Dataset entries:
════════════════

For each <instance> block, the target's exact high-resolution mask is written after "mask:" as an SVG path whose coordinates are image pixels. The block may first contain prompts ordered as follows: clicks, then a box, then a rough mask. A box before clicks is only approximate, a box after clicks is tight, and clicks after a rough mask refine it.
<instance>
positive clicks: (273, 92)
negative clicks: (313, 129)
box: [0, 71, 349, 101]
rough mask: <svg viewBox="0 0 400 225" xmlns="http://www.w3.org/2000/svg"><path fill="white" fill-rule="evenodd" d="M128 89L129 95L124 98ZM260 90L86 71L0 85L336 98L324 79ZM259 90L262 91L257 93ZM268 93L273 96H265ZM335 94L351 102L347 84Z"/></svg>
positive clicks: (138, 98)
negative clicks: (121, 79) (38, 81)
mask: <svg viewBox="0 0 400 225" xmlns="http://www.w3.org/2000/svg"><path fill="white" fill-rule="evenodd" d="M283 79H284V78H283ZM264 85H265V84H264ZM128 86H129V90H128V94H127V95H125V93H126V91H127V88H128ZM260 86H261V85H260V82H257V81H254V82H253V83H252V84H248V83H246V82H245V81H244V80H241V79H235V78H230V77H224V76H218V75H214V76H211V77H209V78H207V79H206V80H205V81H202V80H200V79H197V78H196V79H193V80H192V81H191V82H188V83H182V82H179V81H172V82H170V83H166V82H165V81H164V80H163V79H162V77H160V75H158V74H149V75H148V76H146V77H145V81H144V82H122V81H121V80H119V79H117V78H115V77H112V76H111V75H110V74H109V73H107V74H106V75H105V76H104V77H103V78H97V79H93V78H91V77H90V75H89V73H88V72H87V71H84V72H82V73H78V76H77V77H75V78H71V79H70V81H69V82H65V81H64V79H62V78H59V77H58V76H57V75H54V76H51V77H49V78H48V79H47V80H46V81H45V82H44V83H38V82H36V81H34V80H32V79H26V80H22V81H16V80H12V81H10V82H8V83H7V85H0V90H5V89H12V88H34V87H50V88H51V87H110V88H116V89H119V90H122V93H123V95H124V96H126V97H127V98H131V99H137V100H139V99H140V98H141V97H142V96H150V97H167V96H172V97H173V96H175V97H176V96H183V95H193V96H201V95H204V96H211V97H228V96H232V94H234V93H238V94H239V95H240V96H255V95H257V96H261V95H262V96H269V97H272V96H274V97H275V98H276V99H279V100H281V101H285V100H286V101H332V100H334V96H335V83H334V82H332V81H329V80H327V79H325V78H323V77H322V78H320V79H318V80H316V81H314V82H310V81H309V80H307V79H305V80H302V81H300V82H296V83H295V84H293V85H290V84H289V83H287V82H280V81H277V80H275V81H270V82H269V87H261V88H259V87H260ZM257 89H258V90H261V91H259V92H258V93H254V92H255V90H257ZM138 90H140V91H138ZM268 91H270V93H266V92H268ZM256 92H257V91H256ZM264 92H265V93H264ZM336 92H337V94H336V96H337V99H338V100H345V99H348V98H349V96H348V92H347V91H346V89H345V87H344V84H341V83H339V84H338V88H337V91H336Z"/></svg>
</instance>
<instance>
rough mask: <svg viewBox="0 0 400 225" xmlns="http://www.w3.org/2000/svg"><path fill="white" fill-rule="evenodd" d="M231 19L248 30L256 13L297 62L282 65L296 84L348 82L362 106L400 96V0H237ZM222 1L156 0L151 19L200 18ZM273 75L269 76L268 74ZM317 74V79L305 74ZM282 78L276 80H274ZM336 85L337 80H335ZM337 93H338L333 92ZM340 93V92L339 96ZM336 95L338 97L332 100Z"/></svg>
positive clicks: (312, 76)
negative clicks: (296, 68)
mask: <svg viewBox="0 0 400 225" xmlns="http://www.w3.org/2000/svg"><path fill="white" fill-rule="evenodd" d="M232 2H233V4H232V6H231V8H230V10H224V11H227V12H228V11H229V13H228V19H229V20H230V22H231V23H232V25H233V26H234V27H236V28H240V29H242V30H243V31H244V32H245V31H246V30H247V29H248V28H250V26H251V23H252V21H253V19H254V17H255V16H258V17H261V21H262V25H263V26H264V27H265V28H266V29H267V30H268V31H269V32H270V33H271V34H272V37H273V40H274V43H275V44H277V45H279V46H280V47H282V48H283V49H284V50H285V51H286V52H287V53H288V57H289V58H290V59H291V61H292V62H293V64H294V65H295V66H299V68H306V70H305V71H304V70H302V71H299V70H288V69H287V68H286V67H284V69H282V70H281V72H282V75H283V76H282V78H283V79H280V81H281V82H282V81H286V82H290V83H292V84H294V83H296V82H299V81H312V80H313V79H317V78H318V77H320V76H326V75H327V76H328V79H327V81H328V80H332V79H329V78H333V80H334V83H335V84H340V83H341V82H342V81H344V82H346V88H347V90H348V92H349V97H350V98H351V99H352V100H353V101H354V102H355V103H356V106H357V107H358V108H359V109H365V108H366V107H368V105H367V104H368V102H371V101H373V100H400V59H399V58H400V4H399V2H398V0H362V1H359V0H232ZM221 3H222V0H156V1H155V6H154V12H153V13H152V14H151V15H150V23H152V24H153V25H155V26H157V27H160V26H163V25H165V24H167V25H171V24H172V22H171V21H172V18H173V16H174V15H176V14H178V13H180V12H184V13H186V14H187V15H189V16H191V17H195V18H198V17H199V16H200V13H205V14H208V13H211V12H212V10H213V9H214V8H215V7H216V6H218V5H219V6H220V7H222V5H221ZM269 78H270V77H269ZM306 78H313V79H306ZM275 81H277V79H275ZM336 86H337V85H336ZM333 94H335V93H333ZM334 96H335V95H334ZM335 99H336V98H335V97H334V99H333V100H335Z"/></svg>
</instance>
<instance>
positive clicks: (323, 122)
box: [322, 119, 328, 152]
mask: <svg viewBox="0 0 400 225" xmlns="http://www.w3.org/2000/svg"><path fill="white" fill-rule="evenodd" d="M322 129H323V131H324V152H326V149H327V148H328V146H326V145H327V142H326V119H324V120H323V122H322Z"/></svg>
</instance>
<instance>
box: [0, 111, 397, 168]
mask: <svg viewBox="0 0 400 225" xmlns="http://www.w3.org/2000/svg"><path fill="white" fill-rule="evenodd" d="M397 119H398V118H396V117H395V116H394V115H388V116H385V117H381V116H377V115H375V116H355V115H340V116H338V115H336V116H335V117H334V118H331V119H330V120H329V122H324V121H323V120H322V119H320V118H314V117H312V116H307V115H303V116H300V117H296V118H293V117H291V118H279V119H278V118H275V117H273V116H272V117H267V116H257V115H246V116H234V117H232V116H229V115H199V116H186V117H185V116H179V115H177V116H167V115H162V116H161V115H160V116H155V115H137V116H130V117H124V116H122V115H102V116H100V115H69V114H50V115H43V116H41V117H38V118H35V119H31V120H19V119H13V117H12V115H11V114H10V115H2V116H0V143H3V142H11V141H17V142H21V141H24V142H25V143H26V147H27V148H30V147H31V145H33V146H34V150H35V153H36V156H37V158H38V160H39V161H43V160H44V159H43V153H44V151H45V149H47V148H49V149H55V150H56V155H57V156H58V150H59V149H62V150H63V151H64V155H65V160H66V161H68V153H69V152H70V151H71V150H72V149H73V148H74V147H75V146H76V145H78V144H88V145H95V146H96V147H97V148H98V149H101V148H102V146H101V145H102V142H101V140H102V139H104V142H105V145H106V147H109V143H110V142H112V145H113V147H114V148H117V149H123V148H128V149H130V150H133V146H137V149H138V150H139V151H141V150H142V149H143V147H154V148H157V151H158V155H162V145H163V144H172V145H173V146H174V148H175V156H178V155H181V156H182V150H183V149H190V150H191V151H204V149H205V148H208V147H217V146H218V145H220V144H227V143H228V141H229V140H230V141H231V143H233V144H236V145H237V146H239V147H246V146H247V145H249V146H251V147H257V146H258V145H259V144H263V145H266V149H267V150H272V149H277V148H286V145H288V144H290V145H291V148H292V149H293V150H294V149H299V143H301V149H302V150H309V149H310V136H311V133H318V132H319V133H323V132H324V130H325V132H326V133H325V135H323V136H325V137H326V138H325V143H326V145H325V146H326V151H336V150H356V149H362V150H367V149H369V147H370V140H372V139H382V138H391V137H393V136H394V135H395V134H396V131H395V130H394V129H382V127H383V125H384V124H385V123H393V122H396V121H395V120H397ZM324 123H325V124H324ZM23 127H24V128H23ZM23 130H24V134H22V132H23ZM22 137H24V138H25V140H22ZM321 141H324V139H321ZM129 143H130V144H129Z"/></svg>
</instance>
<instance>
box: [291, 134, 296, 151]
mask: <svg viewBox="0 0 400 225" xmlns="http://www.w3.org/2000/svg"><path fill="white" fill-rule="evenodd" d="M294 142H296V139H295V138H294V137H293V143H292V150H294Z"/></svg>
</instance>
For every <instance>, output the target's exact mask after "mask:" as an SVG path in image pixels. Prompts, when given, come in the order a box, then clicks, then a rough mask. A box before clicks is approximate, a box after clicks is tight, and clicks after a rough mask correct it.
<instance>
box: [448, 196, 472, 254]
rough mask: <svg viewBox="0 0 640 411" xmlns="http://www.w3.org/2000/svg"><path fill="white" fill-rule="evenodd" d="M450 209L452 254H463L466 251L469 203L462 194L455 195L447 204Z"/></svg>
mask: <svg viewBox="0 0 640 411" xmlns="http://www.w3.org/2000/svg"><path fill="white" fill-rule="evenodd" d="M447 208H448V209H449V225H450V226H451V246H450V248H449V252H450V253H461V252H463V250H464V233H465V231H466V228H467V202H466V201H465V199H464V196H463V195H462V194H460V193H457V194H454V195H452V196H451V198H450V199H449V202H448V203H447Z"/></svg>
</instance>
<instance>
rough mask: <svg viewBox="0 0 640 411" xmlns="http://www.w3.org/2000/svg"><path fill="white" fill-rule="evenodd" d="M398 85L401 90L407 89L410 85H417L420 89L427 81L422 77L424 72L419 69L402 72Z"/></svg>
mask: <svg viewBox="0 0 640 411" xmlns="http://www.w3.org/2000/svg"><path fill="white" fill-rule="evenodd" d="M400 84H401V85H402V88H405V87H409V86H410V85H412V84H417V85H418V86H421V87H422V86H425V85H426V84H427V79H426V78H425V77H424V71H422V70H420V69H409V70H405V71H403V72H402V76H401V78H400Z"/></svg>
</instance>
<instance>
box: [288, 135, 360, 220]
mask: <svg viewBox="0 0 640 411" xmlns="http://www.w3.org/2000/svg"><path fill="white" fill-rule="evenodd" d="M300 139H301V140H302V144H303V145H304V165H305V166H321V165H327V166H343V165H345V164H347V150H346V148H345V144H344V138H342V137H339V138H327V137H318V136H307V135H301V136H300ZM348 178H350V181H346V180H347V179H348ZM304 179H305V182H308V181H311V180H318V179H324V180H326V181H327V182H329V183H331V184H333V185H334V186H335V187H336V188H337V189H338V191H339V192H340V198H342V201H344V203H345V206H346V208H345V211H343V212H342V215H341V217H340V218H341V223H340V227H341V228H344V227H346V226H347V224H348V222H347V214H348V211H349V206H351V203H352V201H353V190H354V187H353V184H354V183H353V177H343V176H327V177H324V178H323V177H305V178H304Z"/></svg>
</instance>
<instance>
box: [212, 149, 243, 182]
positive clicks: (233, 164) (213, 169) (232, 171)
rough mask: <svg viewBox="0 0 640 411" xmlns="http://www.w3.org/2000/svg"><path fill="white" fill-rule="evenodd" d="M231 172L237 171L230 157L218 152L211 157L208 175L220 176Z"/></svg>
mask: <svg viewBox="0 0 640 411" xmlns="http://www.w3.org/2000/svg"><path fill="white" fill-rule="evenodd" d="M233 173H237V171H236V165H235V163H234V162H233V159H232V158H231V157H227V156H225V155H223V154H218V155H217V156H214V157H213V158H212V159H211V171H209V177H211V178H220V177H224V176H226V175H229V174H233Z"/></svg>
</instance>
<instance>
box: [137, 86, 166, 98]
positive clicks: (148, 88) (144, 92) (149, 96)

════════════════

Check each line above for "then" and give the number of lines that match, nothing more.

2